* [Short exercise a]: In the family court text, give everything from "Here’s everything you" down to "except Western Australia." again, changing "single entity" to "unified body".

What Happens in Family Court Proceedings and How They Work?

The family court process and systems aim to find solutions that resolve disputes through negotiation, conciliation, and mediation.

However, when family members cannot agree on specific matters, such as the best interests of a child, fair division of property, spousal maintenance, or child support, then the family court system provides certain protocols to resolve such family matters.

Family court proceedings vary depending on the parties involved, their circumstances, and the specifics of each family law matter.

Here’s everything you need to know about the family court process.


Family Law Courts in Australia

In September 2021, different family courts in Australia joined to become a single entity called the Federal Circuit and Family Court of Australia (FCFCOA). This new court has jurisdiction over all family law matters across all states and territories except Western Australia.

The family law court process is designed to give decision-making power, to a certain extent, to individual parties. As per the FCFCOA family law jurisdiction, family members can submit applications regarding:

  • Divorce proceedings
  • Proof of separation
  • Spousal maintenance
  • Property and financial disputes
  • Parenting or custodial matters
  • Location and recovery orders
  • Warrants for apprehension or detention of a child
  • Determination of parentage

What are the pre-action procedures under Section 1 of the Family Law Court?

* [Short exercise b]: Convert everything in the records from the line that contains "Verification request: locate any dark" down to the line that contains "xmin=203 ymin=195 xmax=207 ymax=237" into a Markdown table with the columns Row and Line, one row per line and blank lines omitted.

* [Raw data]:
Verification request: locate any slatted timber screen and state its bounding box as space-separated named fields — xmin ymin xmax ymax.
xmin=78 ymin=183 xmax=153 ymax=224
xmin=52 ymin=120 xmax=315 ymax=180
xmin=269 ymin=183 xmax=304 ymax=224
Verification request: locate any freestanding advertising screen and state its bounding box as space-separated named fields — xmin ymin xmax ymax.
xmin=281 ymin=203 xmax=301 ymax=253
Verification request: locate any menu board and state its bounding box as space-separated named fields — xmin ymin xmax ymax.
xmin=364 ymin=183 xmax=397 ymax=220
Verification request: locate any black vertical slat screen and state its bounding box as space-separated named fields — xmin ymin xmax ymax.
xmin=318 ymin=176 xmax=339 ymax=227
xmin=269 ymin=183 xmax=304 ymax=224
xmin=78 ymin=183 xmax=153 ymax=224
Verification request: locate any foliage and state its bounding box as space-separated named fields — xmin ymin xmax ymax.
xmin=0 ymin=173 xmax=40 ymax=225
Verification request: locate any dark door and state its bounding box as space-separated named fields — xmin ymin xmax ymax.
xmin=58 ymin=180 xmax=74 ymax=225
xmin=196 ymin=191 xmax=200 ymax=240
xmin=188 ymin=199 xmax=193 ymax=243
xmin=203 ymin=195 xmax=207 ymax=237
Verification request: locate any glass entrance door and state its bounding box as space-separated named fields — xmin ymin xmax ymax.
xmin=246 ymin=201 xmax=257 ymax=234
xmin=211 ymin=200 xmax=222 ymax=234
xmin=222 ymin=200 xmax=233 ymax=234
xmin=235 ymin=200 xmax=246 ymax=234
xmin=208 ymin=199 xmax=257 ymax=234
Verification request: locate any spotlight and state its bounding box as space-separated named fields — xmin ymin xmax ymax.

---

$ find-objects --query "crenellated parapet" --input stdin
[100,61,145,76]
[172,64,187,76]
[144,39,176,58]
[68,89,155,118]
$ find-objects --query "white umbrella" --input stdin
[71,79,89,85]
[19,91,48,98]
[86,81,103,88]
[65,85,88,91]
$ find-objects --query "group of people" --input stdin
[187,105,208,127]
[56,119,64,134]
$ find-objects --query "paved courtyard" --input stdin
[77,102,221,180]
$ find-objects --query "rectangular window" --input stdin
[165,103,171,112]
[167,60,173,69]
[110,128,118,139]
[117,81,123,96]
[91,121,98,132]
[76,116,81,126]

* [Written solution a]:
Here’s everything you need to know about the family court process.


Family Law Courts in Australia

In September 2021, different family courts in Australia joined to become a unified body called the Federal Circuit and Family Court of Australia (FCFCOA). This new court has jurisdiction over all family law matters across all states and territories except Western Australia.

* [Written solution b]:
| Row | Line |
|---|---|
| 1 | Verification request: locate any dark door and state its bounding box as space-separated named fields — xmin ymin xmax ymax. |
| 2 | xmin=58 ymin=180 xmax=74 ymax=225 |
| 3 | xmin=196 ymin=191 xmax=200 ymax=240 |
| 4 | xmin=188 ymin=199 xmax=193 ymax=243 |
| 5 | xmin=203 ymin=195 xmax=207 ymax=237 |